DIRECTIONS:
Extract the records below word for word, leaving out the pictures.

☆ ☆ ☆ ☆

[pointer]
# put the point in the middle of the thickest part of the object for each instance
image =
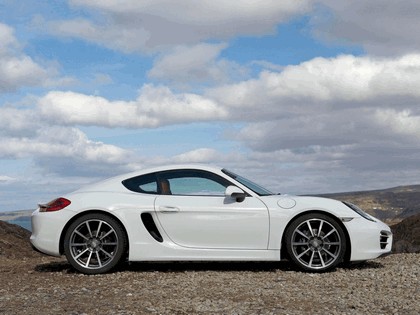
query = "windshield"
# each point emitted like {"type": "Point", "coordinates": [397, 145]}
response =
{"type": "Point", "coordinates": [249, 184]}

☆ ☆ ☆ ☆

WRITTEN RESPONSE:
[pointer]
# put the point in the middle of the thickest part of the object for each instance
image =
query = "windshield"
# each point emitted like {"type": "Point", "coordinates": [397, 145]}
response =
{"type": "Point", "coordinates": [249, 184]}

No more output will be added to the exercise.